To be honest, I cannot imagine Arizona without its wild horses and burros. They bring life to the desert and contribute to the diversity of what is here. Now I could go on and on, but I think I have made somewhat of my point.
More interesting reading for people who may want to further their knowledge should read the R.T Fitch article "Indian horses BEFORE Columbus" as well as "Wild Horses as Native North American Wildlife" by Jay F. Kirkpatrick, Ph.D. and Patricia M. Fazio, Ph.D.
A Response To 'Challenge Accepted'
The numbers do not lie - $425 million dollars over the past five years? Yes, I spend a lot of time outdoors and in the wild. I appreciate your response, and it is as biased as you say mine is.
Any idea on the cost of making sure every mare is handled? There are many photos of burros hoarding water. The Arizona Game & Fish Department (whom I rely on for some of my information) notes that the burro population is at 400 percent of carrying capacity. Denuded trees are all around Lake Pleasant; please take a tour some day.
Balance In Nature
I am for balance in nature. Name me a predator in Arizona that will take on burros and horses. Perhaps an occasional mountain lion will try, but the easier food is in deer and elk fawns.
To say that they have been here (Salt River Recreation area) is a bit misleading. That herd is exploding, some because animals that were left loose during the last economic downturn, some through the Native America tribes that have a huge issue with them and some through the birthing that takes place. Remember, a herd size doubles every four years.
Water For All Wildlife
I have issues with horse lovers who refuse to "belly up to the bar" and put their money where their mouth is. Each year, groups I belong to raise in excess of $1,00,000.00 for habitat and wildlife. I do work on projects where we put waters in so that all wildlife thrives.
I have been hunting in unit 3A, 3C along the Rim Country for over 30 years now. Prior to the Rodeo Chedeski fire, there were only four or five horses that were documented in those units. After a lot of work to improve the habitat after the fires, horses came in fairly large numbers from the White Mountain Apache Reservation.Drive through south of Heber now and all you see are horse droppings along every road. It will reach critical mass somewhere along the line and then it will be too late.

### Data provided:

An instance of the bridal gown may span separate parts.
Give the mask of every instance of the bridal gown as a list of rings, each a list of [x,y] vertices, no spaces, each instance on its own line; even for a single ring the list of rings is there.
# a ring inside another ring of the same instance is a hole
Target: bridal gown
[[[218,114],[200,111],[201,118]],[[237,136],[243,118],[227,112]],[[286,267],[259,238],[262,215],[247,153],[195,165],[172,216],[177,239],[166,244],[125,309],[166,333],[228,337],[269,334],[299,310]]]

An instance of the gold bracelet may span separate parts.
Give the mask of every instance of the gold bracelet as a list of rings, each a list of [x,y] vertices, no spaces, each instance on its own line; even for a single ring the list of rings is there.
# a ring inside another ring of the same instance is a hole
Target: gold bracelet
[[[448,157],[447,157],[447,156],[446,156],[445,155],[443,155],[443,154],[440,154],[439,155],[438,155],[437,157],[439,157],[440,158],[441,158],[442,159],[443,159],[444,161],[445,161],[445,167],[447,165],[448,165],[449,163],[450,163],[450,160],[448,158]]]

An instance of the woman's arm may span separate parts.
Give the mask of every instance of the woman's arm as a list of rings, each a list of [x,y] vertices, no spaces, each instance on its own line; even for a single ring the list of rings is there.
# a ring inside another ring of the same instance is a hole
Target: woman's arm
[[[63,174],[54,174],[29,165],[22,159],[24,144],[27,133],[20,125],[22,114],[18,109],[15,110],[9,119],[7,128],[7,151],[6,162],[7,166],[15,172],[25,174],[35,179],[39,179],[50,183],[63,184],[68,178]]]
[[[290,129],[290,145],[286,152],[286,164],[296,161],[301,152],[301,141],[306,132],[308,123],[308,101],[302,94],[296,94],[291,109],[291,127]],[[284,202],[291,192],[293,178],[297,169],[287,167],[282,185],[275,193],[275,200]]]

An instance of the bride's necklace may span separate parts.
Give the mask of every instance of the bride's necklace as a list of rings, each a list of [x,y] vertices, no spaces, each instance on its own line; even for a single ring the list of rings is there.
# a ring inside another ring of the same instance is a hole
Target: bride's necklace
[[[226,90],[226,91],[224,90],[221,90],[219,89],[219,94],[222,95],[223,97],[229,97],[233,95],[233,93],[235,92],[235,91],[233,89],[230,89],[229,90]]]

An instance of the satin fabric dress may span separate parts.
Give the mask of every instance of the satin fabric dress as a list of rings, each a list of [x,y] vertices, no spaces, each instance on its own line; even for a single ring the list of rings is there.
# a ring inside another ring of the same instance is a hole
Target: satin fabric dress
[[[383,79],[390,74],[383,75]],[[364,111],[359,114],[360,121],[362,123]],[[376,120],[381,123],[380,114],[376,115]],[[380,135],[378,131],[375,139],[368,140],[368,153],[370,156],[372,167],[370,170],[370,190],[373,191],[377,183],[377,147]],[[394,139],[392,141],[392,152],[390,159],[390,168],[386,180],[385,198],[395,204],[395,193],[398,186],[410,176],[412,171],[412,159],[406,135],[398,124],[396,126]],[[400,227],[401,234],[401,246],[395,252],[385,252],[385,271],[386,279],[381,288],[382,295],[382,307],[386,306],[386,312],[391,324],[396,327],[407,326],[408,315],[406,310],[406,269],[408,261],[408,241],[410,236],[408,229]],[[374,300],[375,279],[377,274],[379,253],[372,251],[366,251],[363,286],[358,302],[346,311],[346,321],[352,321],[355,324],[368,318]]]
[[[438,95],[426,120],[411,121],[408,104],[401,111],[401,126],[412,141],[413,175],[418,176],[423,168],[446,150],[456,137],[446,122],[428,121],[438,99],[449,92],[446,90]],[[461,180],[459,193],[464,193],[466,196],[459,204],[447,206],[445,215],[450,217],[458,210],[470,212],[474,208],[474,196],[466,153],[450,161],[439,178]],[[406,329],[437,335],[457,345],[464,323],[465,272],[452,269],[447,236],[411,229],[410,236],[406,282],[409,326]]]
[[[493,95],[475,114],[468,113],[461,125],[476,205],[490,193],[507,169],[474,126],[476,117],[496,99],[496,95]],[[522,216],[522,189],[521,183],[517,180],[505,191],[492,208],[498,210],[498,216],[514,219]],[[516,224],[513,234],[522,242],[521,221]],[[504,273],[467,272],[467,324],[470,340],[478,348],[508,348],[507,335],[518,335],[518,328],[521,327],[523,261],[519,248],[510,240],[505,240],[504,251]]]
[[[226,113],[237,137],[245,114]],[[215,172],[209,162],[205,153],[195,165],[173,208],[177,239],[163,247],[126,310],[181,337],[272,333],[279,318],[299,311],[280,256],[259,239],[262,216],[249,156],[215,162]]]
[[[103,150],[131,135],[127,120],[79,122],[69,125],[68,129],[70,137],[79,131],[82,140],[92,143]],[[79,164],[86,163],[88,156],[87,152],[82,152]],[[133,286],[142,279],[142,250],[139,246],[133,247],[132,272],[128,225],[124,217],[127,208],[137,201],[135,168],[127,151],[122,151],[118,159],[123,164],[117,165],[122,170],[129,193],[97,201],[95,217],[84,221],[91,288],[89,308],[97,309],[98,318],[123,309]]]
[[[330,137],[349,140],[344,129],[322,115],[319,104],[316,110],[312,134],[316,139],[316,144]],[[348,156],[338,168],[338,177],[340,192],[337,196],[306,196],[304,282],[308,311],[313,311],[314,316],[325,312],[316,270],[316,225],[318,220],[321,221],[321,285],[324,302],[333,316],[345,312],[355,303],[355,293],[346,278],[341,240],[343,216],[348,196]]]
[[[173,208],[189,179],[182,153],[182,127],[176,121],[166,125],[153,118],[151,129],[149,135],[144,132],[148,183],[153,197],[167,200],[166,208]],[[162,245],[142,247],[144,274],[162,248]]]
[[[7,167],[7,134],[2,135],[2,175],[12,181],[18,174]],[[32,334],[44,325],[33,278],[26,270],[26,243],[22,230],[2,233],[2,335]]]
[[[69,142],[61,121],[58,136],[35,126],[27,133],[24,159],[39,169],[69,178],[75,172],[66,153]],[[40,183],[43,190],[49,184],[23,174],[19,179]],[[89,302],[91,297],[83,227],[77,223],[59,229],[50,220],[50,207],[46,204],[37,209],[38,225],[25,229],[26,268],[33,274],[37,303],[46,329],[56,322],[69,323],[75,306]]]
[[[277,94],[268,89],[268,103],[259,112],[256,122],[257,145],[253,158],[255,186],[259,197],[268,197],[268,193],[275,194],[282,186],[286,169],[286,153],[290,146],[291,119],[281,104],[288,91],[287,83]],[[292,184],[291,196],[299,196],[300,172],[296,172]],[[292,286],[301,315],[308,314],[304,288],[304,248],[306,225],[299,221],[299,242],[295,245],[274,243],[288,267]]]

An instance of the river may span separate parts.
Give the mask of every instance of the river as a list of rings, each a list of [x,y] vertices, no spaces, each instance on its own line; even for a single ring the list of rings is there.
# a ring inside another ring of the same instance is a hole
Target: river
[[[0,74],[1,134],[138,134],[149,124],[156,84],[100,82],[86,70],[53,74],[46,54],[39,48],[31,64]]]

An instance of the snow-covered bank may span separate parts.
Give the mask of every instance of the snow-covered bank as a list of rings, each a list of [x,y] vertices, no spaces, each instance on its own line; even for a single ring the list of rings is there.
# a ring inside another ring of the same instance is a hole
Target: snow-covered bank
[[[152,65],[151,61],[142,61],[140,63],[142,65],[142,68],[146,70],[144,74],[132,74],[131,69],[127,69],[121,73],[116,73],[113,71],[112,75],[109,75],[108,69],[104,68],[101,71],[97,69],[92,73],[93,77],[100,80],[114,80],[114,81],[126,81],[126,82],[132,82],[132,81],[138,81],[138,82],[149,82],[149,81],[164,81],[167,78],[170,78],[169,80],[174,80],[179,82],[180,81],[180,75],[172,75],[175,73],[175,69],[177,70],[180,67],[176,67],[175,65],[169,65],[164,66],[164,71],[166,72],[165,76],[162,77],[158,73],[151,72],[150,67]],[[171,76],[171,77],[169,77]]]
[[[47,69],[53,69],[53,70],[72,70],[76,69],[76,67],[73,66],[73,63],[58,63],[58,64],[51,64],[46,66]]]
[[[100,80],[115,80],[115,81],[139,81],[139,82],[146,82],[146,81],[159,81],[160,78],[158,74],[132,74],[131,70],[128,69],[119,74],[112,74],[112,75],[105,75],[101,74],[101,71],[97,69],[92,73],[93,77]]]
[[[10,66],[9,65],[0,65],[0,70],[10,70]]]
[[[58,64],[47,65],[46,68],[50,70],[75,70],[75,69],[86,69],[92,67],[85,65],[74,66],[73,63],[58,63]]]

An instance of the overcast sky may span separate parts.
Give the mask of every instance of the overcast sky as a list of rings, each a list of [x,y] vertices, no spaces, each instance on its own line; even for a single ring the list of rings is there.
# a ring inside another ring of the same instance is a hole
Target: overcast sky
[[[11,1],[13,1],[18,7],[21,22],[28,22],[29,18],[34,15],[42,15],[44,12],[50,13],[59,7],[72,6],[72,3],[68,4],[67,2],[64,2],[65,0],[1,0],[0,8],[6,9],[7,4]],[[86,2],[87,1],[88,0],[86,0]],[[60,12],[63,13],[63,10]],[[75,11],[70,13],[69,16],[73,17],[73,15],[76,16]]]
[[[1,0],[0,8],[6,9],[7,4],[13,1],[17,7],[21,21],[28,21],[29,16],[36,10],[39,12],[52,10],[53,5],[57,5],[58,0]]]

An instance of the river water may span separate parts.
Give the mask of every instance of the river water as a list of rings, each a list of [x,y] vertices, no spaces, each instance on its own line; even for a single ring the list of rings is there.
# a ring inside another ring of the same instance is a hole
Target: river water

### Tasks for this exercise:
1. In the passage on Arizona's wild horses and burros, what share of carrying capacity does the Arizona Game & Fish Department put the burro population at?
2. Based on the passage on Arizona's wild horses and burros, explain why the herd in the Salt River Recreation area is growing.
3. Extend the passage on Arizona's wild horses and burros with a few more sentences in the same voice, starting after its final sentence.

### Answers for each item:
1. 400 percent of carrying capacity.

2. The herd is growing partly from animals that were let loose during the last economic downturn and partly through the Native American tribes. Births within the herd add to it as well, and a herd's size doubles every four years.

3.
I have issues with housing over 40,000 unwanted animals across the Midwest at taxpayers' expense. You are basing your love for a single species without a natural predator. Without adequate funding from the horse lovers, the taxpayers will continue to foot the bill and that is flat out wrong. The cattlemen across Arizona have been working the land for well over 100 years and they monitor range conditions, put in dirt tanks for water and are stewards of the land.
Horse lovers nickname their perceived 1300-pound pets and ridicule anyone who challenges what is going on. At the far end of the spectrum, China imports 500,000 tons of horse meat every year for food for their country. While not on the American table fare, it is served across Europe and Canada.
At Taxpayers' Expense
I used the statistics available on the Wild Horse and Burro Web site regarding costs, so that is not imagined. I would love to see a balance out there, but your only solution comes at taxpayers' expense and says nothing about herd reductions - and that is where my angst comes from.
Just an FYI, I do love horses, I have owned them and I see them every year up north where they do whatever they want with impunity, since they are no longer afraid of humans. The cattle you speak of are culled every year; they are moved from pasture to pasture and the permitees are liable for managing the landscape. What say you?
There is no denying the beauty of horses, but there is also no denying the beauty of a bull elk during the rut, or a herd of deer in the wild.
Sorry for the length and meandering, but horse lovers need to get a grip and pay for what they love, just as sportsmen do for our wildlife - and not through taxpayers' money.